:: Texto de leitura ::
Apesar disso, com o devido respeito, há julgados recentes do Tribunal de Justiça de São Paulo em que o princípio da unicidade dos crimes falimentares tem sido ainda aplicado.
A doutrina sustenta de forma unânime a não aplicação do princípio da unicidade dos crimes falimentares aos crimes de insolvência, na vigência da Lei nº 11.101/2005.
O Superior Tribunal de Justiça admitiu em vários julgamentos a aplicação do princípio da unicidade dos crimes falimentares, na vigência da Lei n. 11.101/2005, considerando especialmente as figuras típicas presentes no caso concreto e a circunstância de o concurso de crimes se verificar ou não entre as mesmas figuras típicas.
Porém, uma mudança de rumo, em direção à doutrina dominante, é vista em decisões mais recentes, que têm expressamente afastado a aplicação do princípio da unicidade aos crimes de insolvência para efeito de aplicação da suspensão condicional do processo.
Vale observar, nesse sentido, que quando ainda era recente a vigência da Lei nº 11.101/2005, houve precedente do Superior Tribunal de Justiça que, em 2006, já afastou a aplicação do princípio da unicidade dos crimes falimentares em hipótese de concurso entre crimes falimentares e o crime de quadrilha, previsto no Código Penal.
Nesse sentido, decisão monocrática proferida pelo ministro Ribeiro Dantas, no AREsp nº 2.587.302, publicado no DJe de 18 de novembro de 2024, que afirmou expressamente:
“Com o advento da Lei nº 11.101/05 não subsistem os argumentos jurídicos que, em tese, sustentavam a aplicação do princípio da unicidade aos crimes falimentares, que vicejava praticamente como unanimidade na doutrina formada com base no DL n. 7.661/45, a revogada Lei de Falências”.
:::
Enunciado 1 -
Redigite, sem nenhuma alteração, o trecho do texto sobre a unicidade dos crimes falimentares que começa com as palavras "A doutrina sustenta" e termina com "condicional do processo.".
Enunciado 2 -
Escreva a continuação do texto sobre a unicidade dos crimes falimentares, começando logo depois da última frase apresentada.
Os itens provêm de uma fonte diferente da do texto sobre a unicidade dos crimes falimentares.
:: Listagem de dados ::
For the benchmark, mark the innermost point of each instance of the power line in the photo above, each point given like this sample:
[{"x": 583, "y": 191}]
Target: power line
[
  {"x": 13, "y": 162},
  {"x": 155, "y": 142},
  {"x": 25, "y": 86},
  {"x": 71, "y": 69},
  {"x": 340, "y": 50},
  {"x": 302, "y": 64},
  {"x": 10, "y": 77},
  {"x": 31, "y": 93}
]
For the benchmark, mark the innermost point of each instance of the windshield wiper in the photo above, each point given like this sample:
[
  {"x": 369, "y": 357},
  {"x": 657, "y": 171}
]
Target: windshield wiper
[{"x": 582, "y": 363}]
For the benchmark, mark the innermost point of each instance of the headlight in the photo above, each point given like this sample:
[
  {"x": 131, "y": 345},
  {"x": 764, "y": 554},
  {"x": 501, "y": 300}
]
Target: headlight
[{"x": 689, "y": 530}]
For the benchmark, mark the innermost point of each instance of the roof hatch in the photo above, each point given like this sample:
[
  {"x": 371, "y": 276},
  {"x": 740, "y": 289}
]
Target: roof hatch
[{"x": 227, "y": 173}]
:::
Resultado 1 -
A doutrina sustenta de forma unânime a não aplicação do princípio da unicidade dos crimes falimentares aos crimes de insolvência, na vigência da Lei nº 11.101/2005.
O Superior Tribunal de Justiça admitiu em vários julgamentos a aplicação do princípio da unicidade dos crimes falimentares, na vigência da Lei n. 11.101/2005, considerando especialmente as figuras típicas presentes no caso concreto e a circunstância de o concurso de crimes se verificar ou não entre as mesmas figuras típicas.
Porém, uma mudança de rumo, em direção à doutrina dominante, é vista em decisões mais recentes, que têm expressamente afastado a aplicação do princípio da unicidade aos crimes de insolvência para efeito de aplicação da suspensão condicional do processo.

Resultado 2 -
O mesmo Ministro Ribeiro Dantas, no Recurso em Habeas Corpus nº 174.790-RS, publicado no DJe de 22 de maio de 2023, manteve decisão do Tribunal de origem, que afastou a aplicação do princípio da unicidade dos crimes falimentares ao caso concreto, em que houve concurso de crimes dos arts. 168 e 171 da LREF.
Nesse julgamento, o ministro Ribeiro Dantas apontou com precisão os limites da decisão proferida pelo C. STJ, no julgamento do Recurso Especial nº 1.617.129/RS, em que se admitiu a aplicação do princípio da unicidade dos crimes falimentares somente em relação à figura do artigo 168 da LREF, mas se manteve o concurso material reconhecido na origem entre aquele delito e a infração do artigo 171, da LREF:
“… finalmente, não se perca de vista que o Colendo Superior Tribunal de Justiça ao reconhecer a unicidade dos crimes falimentares no Recurso Especial nº 1.617.129 – RS, o fez apenas para os atos configuradores do delito do art. 168, mantendo o concurso material deste com a infração capitulada no art. 171, ambos da Lei nº 11.101/05, exatamente como julgo apropriado no caso dos autos…”.
Disso se extrai que, se por um lado, o STJ admitiu em alguns julgados a aplicação do princípio da unicidade aos crimes falimentares, para efeito de readequação de penas fixadas pelas instâncias de origem, por outro lado o mesmo Tribunal da Cidadania não aplicou referido princípio para efeito de se permitir a suspensão condicional do processo (artigo 89, da Lei n. 9.099/95), conforme veremos mais à frente.
Essa constatação reforça a ideia de que o STJ tende a uniformizar sua jurisprudência no sentido da não aplicação do princípio da unicidade dos crimes falimentares, pois se o faz para o menos (para efeito de suspensão condicional do processo, cuja aplicação independe de sentença condenatória e no mais das vezes a antecede), com maior razão certamente poderá adotar esse entendimento para o mais, ou seja, diante de recursos contra condenações criminais editadas pelas instâncias de origem, para efeito de readequação de penas.
Nessa ordem de ideias, na vigência da Lei nº 11.101/2005, respeitado entendimento diverso, não tem mais lugar a aplicação do princípio da unicidade dos crimes falimentares.
Sobre o tema, o Ministério Público do Estado do Rio de Janeiro emitiu nota técnica no sentido da não aplicação do princípio da unicidade aos crimes de insolvência, com base em Enunciado aprovado na 2ª Jornada Institucional.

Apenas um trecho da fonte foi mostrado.